◆ TO BE DONE ◆
Report every line of the records below that contains the word "Trace". Case counts, so only lines with that exact capitalization qualify.
## BEGIN TASK DATA
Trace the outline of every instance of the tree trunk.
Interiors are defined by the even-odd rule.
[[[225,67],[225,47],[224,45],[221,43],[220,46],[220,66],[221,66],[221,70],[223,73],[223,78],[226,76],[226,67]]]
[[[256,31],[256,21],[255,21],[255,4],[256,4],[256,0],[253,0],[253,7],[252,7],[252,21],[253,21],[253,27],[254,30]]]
## END TASK DATA
## BEGIN TASK DATA
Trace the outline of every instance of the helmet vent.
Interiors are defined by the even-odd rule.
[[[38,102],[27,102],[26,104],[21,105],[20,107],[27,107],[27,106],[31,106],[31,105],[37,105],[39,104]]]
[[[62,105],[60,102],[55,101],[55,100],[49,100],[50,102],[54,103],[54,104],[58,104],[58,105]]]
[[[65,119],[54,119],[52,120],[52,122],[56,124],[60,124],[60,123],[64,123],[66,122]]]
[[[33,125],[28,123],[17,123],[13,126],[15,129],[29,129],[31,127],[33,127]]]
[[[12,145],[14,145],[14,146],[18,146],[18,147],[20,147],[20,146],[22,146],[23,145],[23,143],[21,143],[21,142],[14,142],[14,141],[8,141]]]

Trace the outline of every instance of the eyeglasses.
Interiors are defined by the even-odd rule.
## END TASK DATA
◆ RESULT OF THE EXERCISE ◆
Trace the outline of every instance of the tree trunk.
Trace the outline of every instance of the helmet vent.
Trace the outline of every instance of the eyeglasses.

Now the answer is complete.